_WORK TO COMPLETE:_ Set down the whole listing that follows, precisely as written.

----------

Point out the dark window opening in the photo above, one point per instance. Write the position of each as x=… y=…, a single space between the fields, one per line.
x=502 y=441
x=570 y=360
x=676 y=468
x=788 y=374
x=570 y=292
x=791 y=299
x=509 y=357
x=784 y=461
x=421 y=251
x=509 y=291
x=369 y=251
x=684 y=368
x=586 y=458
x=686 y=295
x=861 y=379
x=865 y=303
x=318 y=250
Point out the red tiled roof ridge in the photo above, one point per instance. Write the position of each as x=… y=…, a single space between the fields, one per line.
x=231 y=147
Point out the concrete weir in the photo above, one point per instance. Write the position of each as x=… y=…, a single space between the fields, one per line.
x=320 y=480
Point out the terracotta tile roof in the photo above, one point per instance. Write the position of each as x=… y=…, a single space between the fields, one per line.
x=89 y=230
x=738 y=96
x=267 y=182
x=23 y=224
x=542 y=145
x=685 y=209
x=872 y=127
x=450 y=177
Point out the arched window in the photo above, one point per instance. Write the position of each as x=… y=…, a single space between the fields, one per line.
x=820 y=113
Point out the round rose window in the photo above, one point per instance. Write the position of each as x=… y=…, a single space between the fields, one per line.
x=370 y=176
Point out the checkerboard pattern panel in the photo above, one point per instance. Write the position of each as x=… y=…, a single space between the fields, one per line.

----------

_SOLUTION TO THIS TASK:_
Point out the dark window opening in the photo above, one point per instance. Write the position of each as x=… y=…, a single space between the fields, one per line.
x=502 y=441
x=570 y=360
x=676 y=468
x=788 y=374
x=570 y=292
x=791 y=299
x=509 y=357
x=784 y=461
x=421 y=251
x=509 y=291
x=369 y=251
x=684 y=368
x=586 y=458
x=686 y=295
x=861 y=379
x=865 y=303
x=318 y=250
Point out the red tiled roof ridge in the photo above, one point per instance. Write the position of each as x=… y=…, a single space between the fields, one per line.
x=231 y=147
Point out the concrete weir in the photo above, one point per instance. Write the position of each as x=… y=…, a single space between the fields, one per line.
x=320 y=480
Point out the terracotta tile roof in the photo above, one point per instance. Write the position of each as x=… y=…, a single space between the fields, one per line.
x=89 y=230
x=738 y=96
x=267 y=182
x=23 y=224
x=542 y=145
x=685 y=209
x=872 y=127
x=450 y=177
Point out the arched window in the photo above, one point per instance. Write the position of each as x=… y=…, a single space between the fields, one per line.
x=820 y=113
Point out the round rose window in the photo above, one point per instance. Write the position of each as x=… y=…, a single space between the fields, one per line.
x=370 y=176
Point out the checkerboard pattern panel in the photo above, one point per instance. Write the position of each as x=… y=…, a single space between the fields, one per line.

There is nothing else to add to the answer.